SELECTED PASSAGE
-.-.-

Of all loudspeaker manufacturers in the world Tannoy has the greatest number of loudspeakers in use for sound production in british and European studios. An enormous number of successful recordings have been produced on Tannoy Monitoring since the first introduction of the Tannoy Dual Concentric loudspeaker in the 1950s.
The Dual Concentric design philosophy is world known for its precise stereo imagery and for the ease of finding sounds within a sound stage. The presentation of the sound image makes long production sessions much less fatiguing than with other monitoring systems because the brain does not have to work as haard correcting for acoustic anomalies in the time and frequency domains.
During the lastest years great strides have been made in the analytical understanding of loudspeakers. In parallel, the explosion of computing power available to physicists, electronics, acoustics and mechanical engineers has resulted in loudspeaker design techniques advancing at a faster rate than ever before.
Tannoy's massive experience and its highly innovative and skilled design engineering team, has placed the company in a most enviable position. This is reflected for the 1990s in what is a frankly exceptional - revolutionary rather than evolutionary - range of studio monitors.

A loudspeaker design naturally splits into various parts; lower frequency, higher frequency, crosover network and cabinet. The design of these parts cannot take place in isolation as they are all interdependent.
Traditionally, Tannoy has used a single magnet driving both low frequency and high frequency magnetic air gaps. This gives a very compact drive unit with acoustic source alignment. In the new designs of Dual Concentric units the HF unit and LF unit now have separate, dedicated magnet systems. This is because the HF waveguide design has become so sophisticated it cannot be made by processes suitable for magnetic flux carrying materials.

High Frequency Drive Unit
The HF waveguide can therefore no longer be an integral part of the LF magnet system. In splitting the magnet systems an extra degree of design freedom allows for very high precision casting and moulding processes together with accurate self centring diaphragm assemblies. Both production processing and in-field repairs can then guarantee consistent performance.
A new design of waveguide has been arrived at by making extensive use of CAD. We call it waveguide because there is a direct analogy with electromagnetic radiation in that characteristicimpedances must be carefully matched without introducing standing waves. The Tannoy HF waveguide matches the acoustic source impedance at the HF diaphragm into the listening environment.

-.-.-

WORK INSTRUCTION
Continue the text on Tannoy studio monitor design, picking up after its last sentence.

-.-.-

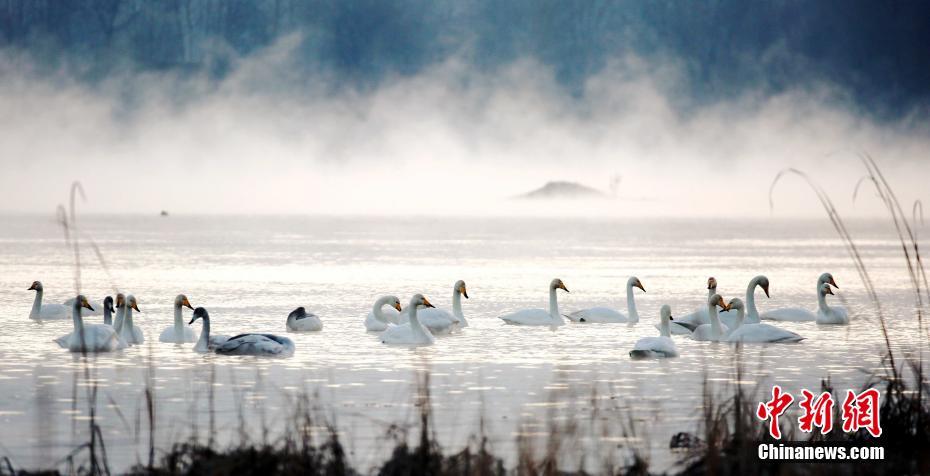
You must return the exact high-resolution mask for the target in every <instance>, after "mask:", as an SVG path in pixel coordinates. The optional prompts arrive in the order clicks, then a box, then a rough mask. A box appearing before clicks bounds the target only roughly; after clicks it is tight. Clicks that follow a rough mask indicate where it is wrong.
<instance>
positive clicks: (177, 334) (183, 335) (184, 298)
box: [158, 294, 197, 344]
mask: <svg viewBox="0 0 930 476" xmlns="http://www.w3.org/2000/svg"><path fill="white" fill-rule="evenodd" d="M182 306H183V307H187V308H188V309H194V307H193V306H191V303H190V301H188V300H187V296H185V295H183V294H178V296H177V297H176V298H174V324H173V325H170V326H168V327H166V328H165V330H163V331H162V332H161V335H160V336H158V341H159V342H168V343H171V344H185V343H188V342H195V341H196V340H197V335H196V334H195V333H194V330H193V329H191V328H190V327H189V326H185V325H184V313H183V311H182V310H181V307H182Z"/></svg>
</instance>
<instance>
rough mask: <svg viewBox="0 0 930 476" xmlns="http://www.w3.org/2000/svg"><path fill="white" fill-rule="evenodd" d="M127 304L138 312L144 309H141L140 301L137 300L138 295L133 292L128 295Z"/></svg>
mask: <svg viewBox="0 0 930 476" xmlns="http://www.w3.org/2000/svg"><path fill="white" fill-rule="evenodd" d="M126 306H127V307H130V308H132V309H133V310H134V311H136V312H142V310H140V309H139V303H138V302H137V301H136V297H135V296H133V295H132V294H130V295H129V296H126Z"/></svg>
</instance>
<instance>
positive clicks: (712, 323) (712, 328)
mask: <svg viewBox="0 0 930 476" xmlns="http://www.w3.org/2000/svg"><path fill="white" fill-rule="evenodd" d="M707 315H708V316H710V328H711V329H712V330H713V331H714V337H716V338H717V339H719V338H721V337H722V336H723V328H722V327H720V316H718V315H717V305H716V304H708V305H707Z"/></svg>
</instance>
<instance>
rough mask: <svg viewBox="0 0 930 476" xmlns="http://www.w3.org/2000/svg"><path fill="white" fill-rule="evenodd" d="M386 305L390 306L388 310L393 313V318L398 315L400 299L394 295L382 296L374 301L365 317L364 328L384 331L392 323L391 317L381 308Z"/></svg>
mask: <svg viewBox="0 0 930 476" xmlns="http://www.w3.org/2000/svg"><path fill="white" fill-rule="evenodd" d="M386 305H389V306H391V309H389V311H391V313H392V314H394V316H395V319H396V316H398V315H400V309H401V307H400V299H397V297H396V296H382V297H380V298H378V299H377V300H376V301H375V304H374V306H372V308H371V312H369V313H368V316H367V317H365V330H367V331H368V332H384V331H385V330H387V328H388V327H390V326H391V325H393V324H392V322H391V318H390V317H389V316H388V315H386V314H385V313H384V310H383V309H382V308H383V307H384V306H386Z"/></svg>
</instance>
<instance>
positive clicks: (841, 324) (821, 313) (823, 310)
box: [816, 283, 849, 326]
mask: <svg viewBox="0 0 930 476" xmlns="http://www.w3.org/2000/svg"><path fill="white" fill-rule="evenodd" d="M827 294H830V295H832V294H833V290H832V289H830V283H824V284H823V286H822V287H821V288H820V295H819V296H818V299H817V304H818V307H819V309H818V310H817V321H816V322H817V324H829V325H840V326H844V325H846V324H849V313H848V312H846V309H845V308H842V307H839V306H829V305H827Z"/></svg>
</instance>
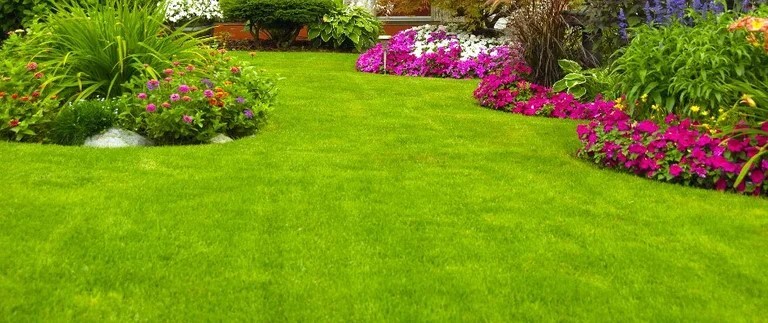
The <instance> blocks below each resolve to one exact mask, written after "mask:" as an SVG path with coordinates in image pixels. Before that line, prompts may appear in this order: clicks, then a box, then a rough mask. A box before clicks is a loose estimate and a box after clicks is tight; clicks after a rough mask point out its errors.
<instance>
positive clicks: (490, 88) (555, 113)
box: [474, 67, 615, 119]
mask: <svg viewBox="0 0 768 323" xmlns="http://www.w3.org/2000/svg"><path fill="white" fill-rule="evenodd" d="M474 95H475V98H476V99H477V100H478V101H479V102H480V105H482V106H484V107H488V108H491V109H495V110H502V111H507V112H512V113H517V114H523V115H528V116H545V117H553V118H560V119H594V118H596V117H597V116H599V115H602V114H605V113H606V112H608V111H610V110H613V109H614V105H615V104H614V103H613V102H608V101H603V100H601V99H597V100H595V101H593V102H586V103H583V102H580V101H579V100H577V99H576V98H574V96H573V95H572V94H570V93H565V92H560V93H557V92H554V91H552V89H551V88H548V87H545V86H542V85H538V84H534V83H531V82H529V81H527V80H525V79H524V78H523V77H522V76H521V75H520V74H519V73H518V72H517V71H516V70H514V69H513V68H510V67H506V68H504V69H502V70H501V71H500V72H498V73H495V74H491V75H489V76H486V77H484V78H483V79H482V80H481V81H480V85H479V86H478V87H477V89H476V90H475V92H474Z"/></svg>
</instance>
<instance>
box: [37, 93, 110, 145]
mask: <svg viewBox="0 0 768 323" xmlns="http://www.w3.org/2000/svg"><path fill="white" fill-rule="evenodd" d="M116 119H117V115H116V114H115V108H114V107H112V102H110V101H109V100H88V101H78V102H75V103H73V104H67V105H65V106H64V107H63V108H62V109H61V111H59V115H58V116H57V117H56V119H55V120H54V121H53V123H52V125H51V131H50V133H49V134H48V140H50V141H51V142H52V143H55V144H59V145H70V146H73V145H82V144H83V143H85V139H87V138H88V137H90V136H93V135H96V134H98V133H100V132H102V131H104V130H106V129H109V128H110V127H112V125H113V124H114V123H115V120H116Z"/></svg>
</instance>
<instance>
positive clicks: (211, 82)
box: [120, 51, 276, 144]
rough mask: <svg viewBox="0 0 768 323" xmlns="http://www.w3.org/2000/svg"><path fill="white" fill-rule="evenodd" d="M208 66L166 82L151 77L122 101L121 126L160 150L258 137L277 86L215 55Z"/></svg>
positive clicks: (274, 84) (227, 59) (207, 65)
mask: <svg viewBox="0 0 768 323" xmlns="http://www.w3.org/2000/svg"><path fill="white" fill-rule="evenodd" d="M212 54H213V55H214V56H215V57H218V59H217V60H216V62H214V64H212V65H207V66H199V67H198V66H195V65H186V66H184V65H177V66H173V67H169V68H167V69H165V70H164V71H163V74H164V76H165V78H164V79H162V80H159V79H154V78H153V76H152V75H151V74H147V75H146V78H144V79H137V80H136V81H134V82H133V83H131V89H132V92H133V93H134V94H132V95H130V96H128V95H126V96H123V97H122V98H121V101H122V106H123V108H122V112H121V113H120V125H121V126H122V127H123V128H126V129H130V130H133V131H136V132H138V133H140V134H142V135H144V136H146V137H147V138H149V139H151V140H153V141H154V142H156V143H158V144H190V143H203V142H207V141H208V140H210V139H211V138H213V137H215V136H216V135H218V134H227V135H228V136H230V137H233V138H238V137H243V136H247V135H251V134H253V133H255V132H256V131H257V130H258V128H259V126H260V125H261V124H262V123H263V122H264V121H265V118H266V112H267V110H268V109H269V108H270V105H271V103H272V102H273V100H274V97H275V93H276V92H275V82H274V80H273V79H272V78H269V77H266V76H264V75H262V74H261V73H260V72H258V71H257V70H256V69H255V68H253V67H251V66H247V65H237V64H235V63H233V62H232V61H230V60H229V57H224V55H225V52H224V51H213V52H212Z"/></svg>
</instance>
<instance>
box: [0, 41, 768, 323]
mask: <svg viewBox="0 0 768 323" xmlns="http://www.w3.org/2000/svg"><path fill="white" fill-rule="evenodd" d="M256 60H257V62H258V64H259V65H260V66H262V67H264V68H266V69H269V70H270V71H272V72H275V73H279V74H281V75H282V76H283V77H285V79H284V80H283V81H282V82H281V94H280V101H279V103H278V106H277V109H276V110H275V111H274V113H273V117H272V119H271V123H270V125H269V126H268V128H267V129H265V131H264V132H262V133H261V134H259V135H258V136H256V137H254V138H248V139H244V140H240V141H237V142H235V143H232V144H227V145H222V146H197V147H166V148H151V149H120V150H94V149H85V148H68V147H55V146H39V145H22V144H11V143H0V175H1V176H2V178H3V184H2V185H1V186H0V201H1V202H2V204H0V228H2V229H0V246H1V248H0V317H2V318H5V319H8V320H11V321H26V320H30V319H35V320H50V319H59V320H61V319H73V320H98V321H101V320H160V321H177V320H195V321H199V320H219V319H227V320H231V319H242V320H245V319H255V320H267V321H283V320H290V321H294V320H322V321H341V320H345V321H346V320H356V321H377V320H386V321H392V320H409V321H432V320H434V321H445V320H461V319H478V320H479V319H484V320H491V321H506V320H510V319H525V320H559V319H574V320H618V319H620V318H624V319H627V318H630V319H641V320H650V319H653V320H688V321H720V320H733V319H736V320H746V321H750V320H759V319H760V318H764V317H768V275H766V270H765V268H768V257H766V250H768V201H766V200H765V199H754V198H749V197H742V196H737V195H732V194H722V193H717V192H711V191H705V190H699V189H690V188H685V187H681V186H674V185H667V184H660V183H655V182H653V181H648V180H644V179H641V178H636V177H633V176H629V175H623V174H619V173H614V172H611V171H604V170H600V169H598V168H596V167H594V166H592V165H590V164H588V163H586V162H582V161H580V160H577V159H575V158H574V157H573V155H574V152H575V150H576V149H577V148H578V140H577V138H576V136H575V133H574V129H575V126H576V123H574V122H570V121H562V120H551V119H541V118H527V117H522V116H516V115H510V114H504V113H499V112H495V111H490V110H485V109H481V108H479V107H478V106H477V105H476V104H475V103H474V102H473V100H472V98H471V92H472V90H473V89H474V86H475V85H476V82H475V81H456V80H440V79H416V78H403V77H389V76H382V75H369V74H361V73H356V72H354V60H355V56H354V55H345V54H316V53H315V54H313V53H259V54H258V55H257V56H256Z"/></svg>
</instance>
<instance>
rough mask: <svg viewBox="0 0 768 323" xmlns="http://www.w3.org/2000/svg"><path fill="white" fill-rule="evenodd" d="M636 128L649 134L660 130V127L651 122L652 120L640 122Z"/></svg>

-.-.-

WRITTEN ANSWER
The waveguide shapes the wavefront as it travels down from the diaphragm ensuring that path lengths are equal, that the wavefront is perpendicular to the fixed surfaces and that wavefront is spherical. Only small errors of fractions of a millimetre can upset this condition and cause phase shifts in the waveguide. Accuracy of design and production are essential in achieving the correct conditions within the waveguide.
In this way, transvers modes are minimised and high frequency dispersion maximised. Wavefront shaping begins at the diaphragm surface and, because the compression ratio can be kept relatively low with this design, the distortions due to air non-linearities are minimised. A hyperbolic flare has been chosen for optimum low frequency performance at the crossover point.
The HF diaphragm is a new design. The waveguide requires total piston movement over the operating range since any breakup modes within the diaphragm will result in phase-shifted components at the start of the waveguide propagation. A rigid piston diaphragm operating to above 25 kHz is made from aluminium and magnesium alloy.
A special machine has been designed and built toform and extrude the diaphragm with a 2 mm skirt. This configuration gives the most rigid diaphragm and ensures reliable handling for production and field servicing.  Aluminium is notoriously difficult for adhesive working and we put the diaphragm through a special alkaline etching process followed immediately by the build process to ensure relibility.
The diaphragm assembly is suspended by a precision moulded, inert nitrile rubber surround. This has been designed and tooled using high-precision, numerically controlled machining techniques. Its very narrow roll eliminates resonances below 25 kHz and provides a very stable and consistent mounting. The roll form ensures high excursions can take place if necessary yet provides a fatigue-indestructible assembly.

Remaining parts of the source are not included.